WRITTEN TASKS:
A - Answer these questions about the forum thread on the hanging Oozie Sqoop workflow:
(i) According to the alert, what should former HCC members read and learn how to do?
(ii) How much RAM does the virtual machine have?
(iii) Which framework does the poster say they are using?
B - Copy the rows word for word, starting with the very first row and ending with the line that holds "252 178 278 267", with both of those lines included.

EXCERPTED PASSAGE:
————
Support Questions
Find answers, ask questions, and share your expertise
Announcements
Alert: Welcome to the Unified Cloudera Community. Former HCC members be sure to read and learn how to activate your account here.

VERY MUCH URGENT ---OOZIE - SQOOP import SAVED JOB workflow Hangs

VERY MUCH URGENT ---OOZIE - SQOOP import SAVED JOB workflow Hangs

Contributor

Hi,

 
Iam using Virtual machine RAM 5GB, cpu cores : 4 ,CentOs 6.6, CM-5.4.0, CDH5.4.0, using MR2 yarn framework.
————
INPUT:

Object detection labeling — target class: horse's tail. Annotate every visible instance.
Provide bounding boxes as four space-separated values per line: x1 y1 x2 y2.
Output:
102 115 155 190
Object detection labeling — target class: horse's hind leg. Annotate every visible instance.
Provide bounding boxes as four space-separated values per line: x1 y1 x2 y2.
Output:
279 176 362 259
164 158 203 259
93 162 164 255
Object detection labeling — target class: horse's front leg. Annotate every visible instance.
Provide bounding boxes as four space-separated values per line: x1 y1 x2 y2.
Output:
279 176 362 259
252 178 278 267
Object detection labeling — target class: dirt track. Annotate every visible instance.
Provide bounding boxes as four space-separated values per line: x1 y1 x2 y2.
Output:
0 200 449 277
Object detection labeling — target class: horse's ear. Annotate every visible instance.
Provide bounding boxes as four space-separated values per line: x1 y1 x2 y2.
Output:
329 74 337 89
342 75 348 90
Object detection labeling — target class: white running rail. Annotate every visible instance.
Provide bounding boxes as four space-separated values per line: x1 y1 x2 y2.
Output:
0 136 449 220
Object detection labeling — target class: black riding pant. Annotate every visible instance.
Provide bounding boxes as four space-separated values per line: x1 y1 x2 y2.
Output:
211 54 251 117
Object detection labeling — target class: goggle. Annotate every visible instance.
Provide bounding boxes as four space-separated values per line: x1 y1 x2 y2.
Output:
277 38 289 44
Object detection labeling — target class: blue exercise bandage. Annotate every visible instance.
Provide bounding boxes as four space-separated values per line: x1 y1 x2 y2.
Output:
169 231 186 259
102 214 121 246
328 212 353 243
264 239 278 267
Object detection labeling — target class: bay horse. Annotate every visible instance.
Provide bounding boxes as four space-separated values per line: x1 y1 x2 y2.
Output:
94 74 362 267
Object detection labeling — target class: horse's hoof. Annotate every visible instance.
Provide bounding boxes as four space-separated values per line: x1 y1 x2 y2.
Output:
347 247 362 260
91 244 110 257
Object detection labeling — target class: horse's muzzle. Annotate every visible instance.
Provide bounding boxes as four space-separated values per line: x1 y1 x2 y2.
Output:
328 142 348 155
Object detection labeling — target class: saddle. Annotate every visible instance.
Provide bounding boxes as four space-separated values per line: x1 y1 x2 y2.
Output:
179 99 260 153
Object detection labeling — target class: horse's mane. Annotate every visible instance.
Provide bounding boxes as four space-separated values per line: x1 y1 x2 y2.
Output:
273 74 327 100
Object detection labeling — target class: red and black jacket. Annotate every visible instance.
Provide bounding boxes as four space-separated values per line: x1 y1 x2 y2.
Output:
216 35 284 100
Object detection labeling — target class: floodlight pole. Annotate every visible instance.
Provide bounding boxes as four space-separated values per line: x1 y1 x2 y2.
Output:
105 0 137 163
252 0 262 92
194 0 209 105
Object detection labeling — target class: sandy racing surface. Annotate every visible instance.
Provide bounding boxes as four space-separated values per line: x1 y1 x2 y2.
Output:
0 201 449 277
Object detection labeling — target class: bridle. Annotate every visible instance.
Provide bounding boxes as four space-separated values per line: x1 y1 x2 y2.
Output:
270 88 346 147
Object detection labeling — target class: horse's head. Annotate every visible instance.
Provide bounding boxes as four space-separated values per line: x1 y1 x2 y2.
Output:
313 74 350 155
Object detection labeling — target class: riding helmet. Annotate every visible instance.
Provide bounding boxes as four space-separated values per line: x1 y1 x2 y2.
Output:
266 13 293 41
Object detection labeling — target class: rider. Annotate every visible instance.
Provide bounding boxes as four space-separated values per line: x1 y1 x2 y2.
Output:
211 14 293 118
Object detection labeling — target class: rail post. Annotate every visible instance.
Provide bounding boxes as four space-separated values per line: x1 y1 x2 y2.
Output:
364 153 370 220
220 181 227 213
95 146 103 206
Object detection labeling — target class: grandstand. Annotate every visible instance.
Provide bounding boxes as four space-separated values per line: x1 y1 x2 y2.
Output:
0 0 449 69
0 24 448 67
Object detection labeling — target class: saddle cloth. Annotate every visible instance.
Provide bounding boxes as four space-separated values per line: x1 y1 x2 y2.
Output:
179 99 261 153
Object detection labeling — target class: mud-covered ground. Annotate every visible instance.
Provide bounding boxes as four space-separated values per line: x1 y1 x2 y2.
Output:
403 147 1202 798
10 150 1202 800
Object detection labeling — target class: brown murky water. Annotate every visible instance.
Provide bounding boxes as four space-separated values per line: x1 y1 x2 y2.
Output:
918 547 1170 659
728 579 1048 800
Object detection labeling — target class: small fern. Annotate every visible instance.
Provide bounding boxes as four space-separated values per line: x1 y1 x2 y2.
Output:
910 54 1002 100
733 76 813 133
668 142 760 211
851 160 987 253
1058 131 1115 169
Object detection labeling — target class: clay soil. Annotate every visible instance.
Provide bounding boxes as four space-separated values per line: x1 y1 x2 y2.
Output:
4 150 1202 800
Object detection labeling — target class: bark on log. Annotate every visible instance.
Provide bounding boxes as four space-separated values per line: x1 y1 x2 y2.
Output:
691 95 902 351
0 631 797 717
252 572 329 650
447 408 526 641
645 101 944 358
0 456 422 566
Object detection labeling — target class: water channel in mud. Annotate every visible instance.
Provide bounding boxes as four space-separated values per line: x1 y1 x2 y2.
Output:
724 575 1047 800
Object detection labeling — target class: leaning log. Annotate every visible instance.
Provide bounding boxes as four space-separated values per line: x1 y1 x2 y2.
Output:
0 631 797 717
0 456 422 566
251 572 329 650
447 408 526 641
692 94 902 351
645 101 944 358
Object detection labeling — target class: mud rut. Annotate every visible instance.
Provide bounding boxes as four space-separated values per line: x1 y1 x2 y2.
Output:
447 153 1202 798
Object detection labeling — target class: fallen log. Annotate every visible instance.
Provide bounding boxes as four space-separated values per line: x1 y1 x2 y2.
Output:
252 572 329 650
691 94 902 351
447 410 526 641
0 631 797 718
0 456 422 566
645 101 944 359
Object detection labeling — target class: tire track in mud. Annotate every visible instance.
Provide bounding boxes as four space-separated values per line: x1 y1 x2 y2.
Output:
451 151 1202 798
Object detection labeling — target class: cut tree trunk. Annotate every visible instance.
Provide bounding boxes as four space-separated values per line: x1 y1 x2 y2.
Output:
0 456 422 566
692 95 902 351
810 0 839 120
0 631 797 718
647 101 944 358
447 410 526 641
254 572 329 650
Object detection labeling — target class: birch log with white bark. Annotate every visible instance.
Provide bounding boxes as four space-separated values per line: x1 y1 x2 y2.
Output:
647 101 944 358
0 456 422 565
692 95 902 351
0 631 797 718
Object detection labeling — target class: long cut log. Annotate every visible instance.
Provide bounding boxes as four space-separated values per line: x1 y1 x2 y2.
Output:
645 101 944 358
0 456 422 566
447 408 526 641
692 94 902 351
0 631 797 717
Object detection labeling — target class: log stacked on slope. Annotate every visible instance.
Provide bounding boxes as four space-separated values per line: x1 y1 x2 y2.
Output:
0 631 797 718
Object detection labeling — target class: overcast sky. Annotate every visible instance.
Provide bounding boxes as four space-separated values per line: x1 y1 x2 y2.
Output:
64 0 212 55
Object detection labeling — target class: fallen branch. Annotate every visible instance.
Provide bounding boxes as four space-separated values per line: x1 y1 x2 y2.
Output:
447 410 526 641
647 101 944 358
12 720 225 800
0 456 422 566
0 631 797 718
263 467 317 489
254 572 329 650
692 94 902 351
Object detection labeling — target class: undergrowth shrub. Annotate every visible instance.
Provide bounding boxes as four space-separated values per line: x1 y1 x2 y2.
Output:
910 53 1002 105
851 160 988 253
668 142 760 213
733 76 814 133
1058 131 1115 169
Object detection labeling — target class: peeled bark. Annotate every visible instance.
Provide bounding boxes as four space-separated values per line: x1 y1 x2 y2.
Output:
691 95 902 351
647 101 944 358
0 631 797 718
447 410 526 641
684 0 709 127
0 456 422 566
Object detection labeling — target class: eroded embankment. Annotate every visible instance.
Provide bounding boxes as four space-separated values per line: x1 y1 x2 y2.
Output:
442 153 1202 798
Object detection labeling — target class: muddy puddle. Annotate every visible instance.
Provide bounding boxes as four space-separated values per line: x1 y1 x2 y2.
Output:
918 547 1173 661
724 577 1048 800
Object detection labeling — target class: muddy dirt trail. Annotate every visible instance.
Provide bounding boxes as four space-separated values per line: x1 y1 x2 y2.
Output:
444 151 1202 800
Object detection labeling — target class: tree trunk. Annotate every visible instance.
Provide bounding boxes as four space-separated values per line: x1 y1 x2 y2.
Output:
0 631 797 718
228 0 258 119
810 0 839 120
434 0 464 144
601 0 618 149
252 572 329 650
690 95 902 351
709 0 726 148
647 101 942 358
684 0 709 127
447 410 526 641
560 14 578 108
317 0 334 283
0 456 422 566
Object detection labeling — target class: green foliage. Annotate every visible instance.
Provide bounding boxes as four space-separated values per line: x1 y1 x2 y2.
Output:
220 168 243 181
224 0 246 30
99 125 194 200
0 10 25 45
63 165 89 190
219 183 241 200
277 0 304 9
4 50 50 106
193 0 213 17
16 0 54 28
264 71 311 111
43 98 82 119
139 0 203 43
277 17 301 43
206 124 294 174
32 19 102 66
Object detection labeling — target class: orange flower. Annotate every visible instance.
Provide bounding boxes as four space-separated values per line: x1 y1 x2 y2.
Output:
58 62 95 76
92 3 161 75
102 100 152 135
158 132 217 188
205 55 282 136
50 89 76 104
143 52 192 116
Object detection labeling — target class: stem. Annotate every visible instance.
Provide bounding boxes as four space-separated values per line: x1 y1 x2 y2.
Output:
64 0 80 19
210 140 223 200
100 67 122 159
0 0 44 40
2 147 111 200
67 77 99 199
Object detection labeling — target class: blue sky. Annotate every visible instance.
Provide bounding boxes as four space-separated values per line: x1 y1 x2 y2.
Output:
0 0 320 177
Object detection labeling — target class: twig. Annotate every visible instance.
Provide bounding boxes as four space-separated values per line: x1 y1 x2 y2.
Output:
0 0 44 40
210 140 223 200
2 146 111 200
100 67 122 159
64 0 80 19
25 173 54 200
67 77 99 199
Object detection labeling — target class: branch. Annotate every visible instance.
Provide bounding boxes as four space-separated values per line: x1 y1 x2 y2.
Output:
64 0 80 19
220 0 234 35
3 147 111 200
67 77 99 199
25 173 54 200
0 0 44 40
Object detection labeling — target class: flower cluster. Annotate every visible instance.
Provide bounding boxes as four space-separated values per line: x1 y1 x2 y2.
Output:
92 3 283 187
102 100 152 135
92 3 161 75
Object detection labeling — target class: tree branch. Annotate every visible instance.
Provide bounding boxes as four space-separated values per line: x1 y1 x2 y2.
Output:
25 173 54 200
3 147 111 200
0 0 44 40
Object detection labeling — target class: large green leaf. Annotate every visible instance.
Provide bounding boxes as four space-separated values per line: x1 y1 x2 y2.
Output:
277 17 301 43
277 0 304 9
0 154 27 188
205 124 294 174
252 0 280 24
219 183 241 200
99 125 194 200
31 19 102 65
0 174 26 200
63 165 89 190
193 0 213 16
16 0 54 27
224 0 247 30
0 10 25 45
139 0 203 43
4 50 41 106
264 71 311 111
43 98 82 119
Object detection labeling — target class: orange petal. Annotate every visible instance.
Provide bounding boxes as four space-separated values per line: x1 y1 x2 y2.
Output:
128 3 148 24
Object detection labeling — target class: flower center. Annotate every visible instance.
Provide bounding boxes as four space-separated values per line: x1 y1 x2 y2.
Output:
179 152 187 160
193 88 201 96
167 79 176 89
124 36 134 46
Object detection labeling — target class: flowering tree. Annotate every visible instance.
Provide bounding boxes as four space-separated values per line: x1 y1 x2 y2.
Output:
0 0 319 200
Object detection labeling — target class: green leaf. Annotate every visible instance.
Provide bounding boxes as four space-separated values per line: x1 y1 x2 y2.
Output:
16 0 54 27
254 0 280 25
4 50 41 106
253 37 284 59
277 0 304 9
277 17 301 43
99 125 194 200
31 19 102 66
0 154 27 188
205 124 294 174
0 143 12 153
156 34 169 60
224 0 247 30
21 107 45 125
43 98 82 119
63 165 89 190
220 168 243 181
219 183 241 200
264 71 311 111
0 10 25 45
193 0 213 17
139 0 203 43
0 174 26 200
————
FINAL RESULTS:
A -
(i) Activate their account.
(ii) 5GB.
(iii) The MR2 yarn framework.

B -
Object detection labeling — target class: horse's tail. Annotate every visible instance.
Provide bounding boxes as four space-separated values per line: x1 y1 x2 y2.
Output:
102 115 155 190
Object detection labeling — target class: horse's hind leg. Annotate every visible instance.
Provide bounding boxes as four space-separated values per line: x1 y1 x2 y2.
Output:
279 176 362 259
164 158 203 259
93 162 164 255
Object detection labeling — target class: horse's front leg. Annotate every visible instance.
Provide bounding boxes as four space-separated values per line: x1 y1 x2 y2.
Output:
279 176 362 259
252 178 278 267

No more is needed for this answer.